• _WHAT IS BEING ASKED_
Please repeat the records exactly from their first line, finishing at the line containing "In the photo below, where" and including it.

DATA SUPPLIED section start

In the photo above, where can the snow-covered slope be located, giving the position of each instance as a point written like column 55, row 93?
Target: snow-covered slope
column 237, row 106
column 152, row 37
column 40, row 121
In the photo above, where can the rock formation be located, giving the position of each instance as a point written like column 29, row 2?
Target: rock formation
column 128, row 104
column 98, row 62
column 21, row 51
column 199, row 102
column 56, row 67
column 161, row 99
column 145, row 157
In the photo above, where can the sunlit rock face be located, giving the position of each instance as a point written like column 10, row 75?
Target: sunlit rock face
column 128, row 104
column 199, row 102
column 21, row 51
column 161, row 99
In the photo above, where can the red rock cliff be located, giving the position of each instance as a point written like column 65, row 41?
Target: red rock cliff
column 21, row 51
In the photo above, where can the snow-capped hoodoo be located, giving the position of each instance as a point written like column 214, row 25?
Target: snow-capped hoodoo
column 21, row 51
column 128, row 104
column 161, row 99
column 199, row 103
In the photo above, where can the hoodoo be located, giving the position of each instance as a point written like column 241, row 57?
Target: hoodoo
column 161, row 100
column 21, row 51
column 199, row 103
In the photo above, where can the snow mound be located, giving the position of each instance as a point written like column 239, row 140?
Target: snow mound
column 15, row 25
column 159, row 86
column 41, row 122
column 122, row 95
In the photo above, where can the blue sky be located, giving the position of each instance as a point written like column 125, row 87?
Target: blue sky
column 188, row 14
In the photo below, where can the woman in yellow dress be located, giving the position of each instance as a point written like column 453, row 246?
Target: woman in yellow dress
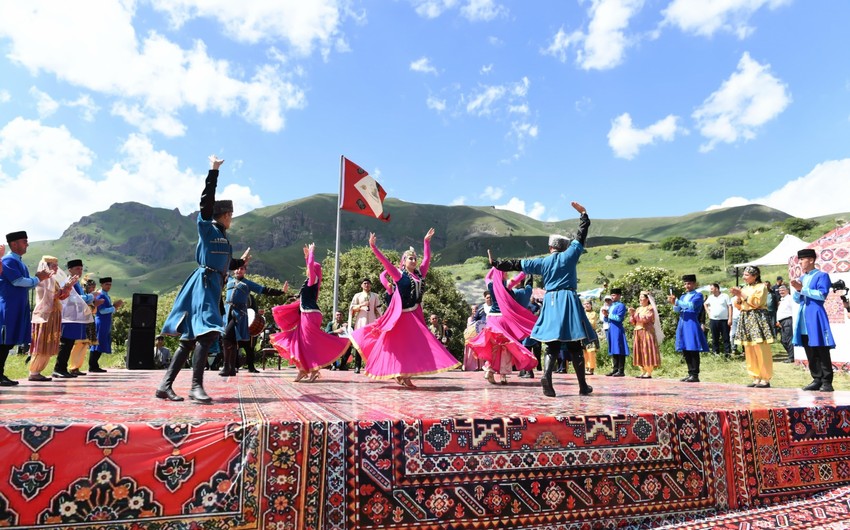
column 647, row 335
column 754, row 332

DATA SUPPLIED section end

• _TASK RESPONSE_
In the photo above, where can the snow-covered slope be located, giving the position of each instance as a point written like column 55, row 93?
Target: snow-covered slope
column 237, row 106
column 152, row 37
column 40, row 121
In the photo above, where can the rock formation be located, giving the position of each instance as a point written like column 29, row 2?
Target: rock formation
column 128, row 104
column 98, row 62
column 21, row 51
column 199, row 102
column 56, row 67
column 161, row 99
column 145, row 157
In the photo above, where can the sunlit rock face be located, giving the position of each instance as a point written like column 10, row 75?
Target: sunlit rock face
column 128, row 104
column 199, row 102
column 21, row 51
column 161, row 99
In the photo above, where can the red rock cliff be located, giving the position of each instance as a point written like column 65, row 41?
Target: red rock cliff
column 21, row 51
In the photo above, where can the snow-capped hoodoo be located, giving the position of each instance as a point written like column 214, row 25?
Target: snow-capped hoodoo
column 21, row 51
column 128, row 104
column 161, row 99
column 199, row 103
In the photo above, where can the hoodoo be located, giving the position of each instance as a point written like column 241, row 57?
Target: hoodoo
column 161, row 100
column 21, row 51
column 199, row 103
In the photo above, where can the snow mound be located, giving the position of each instance as a point written like column 239, row 140?
Target: snow mound
column 15, row 25
column 159, row 86
column 41, row 122
column 122, row 95
In the photo above, where can the blue sky be located, giving the position of each instance as a point written like column 125, row 87?
Target: blue sky
column 188, row 14
In the photo below, where can the woman in yellow dress be located, giving the position of each instance as a point written like column 453, row 246?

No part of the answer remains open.